**What you will do**
A. Rewrite the paragraph of the text on California's Alien Land Law that begins "In an attempt to drive the Japanese" as a short list that keeps its main facts.
B. Answer these questions using the text on California's Alien Land Law:
(i) In what year did California pass its first Alien Land Law?
(ii) In whose name did Yo Yamashita put his land?
(iii) To which state did Riishi Satow and his brother decide to go?
C. Supply the next part of the text on California's Alien Land Law, starting after its final sentence.

+++ Page

In an attempt to drive the Japanese out of agriculture, California had passed the first Alien Land Law in 1913 aimed specifically at the Japanese. The Law prohibited “aliens ineligible to citizenship” and companies with a majority of Japanese stockholders from purchasing agricultural land or bequeathing or selling already owned agricultural land to a fellow immigrant.  The law also restricted land leases to a period of three years. 

An Issei man from Cortez, California explained how he and others managed to circumvent the alien land law:  “The late Mr. Caudwell,1 a lawyer made a suggestion  that if we buy land in the name of Nisei children then it was possible for us to buy land.  Nisei were citizens and they had a right to do so.  So each family became a corporation and each child owned stock of the family land, and parents were workers for them . . . that’s how we were able to buy land.”2

Yo Yamashita put his land in his son’s name and found himself “in dire distress” because of the lawyer’s fee.  “Every day was insecure like this,” he recalled, “and whenever we had unfamiliar white visitors, I was scared to death suspecting that they might have come to in investigate our land.”3

The Alien Land Law successfully disheartened farmers like Riishi Satow and his brother. “It was then impossible for us to continue farm work, not being able to own land, to work on a farm, to do anything with crops, nothing . . . We then decided that we couldn’t put any hope in the future in California, so we made up our minds to go to Oregon.”4

Though California’s 1913 Alien Land Law did manage to discourage many farmers from making longer term commitments, the acreage of owned land rose sharply, aided by World War I and the expansion of agriculture.

++++++
+++ Information supplied

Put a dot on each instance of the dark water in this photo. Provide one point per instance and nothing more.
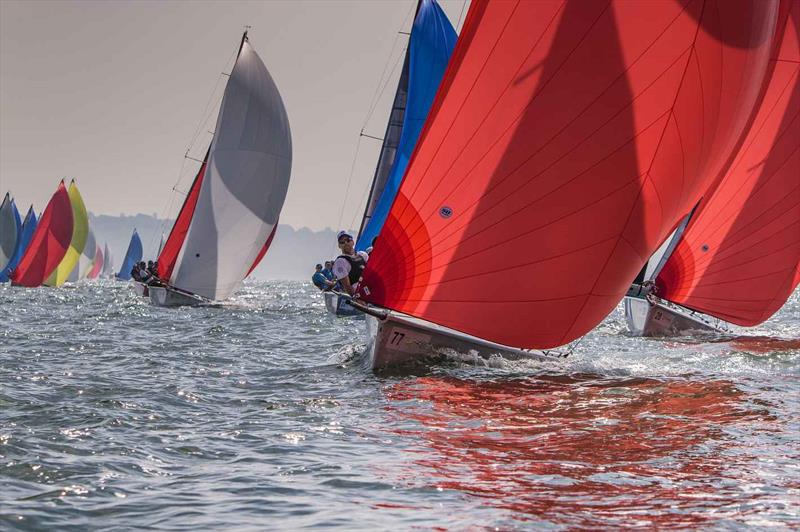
(259, 415)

++++++

**Responses to the tasks**
A.
- California passed its first Alien Land Law in 1913, aimed specifically at the Japanese, to drive them out of agriculture.
- The law barred "aliens ineligible to citizenship," and companies with a majority of Japanese stockholders, from buying agricultural land.
- It also barred them from bequeathing or selling agricultural land they already owned to a fellow immigrant.
- It limited land leases to three years.

B.
(i) 1913
(ii) His son's
(iii) Oregon

C.
In 1920, anti-Japanese forces were successful in securing an amended Alien Land Law which closed the loopholes of the first law.  Now leasing was completely abolished and land could no longer be legally held by a native-born minor.  Senator James Phelan, who was running for reelection, made his campaign slogan:  “KEEP CALIFORNIA WHITE.”  The Issei farmers responded:  “KEEP CALIFORNIA GREEN.”  Within the next ten years, thirteen more states passed similar laws to discourage Japanese settlement.5

Sweat of pioneers
Turned these wide wilderness fields
Into fertile land,
All the while deep injuries
And insults were endured.6

The motives behind the Alien Land Law were clear:  to eliminate Japanese economic competition and to discourage further immigration.  Both aims were accomplished.  The total acreage holdings by Japanese dropped from 458,056 acres in 1920 to 307,966 acres in 1925.  And in 1924, further immigration from Japan was prohibited.

The racist intent of the Alien Land Law was clear.  As Chester Rowell, editor of the Fresno Republican wrote in his correspondence to Governor Hiram Johnson:  “The law must be passed ultimately, if California is not to be Hawaiianized.”7  Rowell was referring to the situation in Hawaii where 43 percent of the population was Japanese in 1920.  If the law prohibited the Japanese from acquiring land, they would not immigrate in large numbers and stay, reasoned State Attorney General Ulysses S. Webb.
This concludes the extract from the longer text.